§ Problem to solve:
Every entry below is to be copied exactly, with nothing omitted.

#### Raw data

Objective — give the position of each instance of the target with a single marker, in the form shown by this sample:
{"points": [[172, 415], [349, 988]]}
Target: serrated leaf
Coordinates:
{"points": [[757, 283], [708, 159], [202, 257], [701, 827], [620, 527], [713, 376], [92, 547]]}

########

§ Response:
Objective — give the position of each instance of the target with a single marker, in the form shown by this sample:
{"points": [[172, 415], [349, 988]]}
Target: serrated leaf
Coordinates:
{"points": [[757, 283], [708, 159], [202, 257], [701, 827], [620, 527], [713, 376], [92, 547]]}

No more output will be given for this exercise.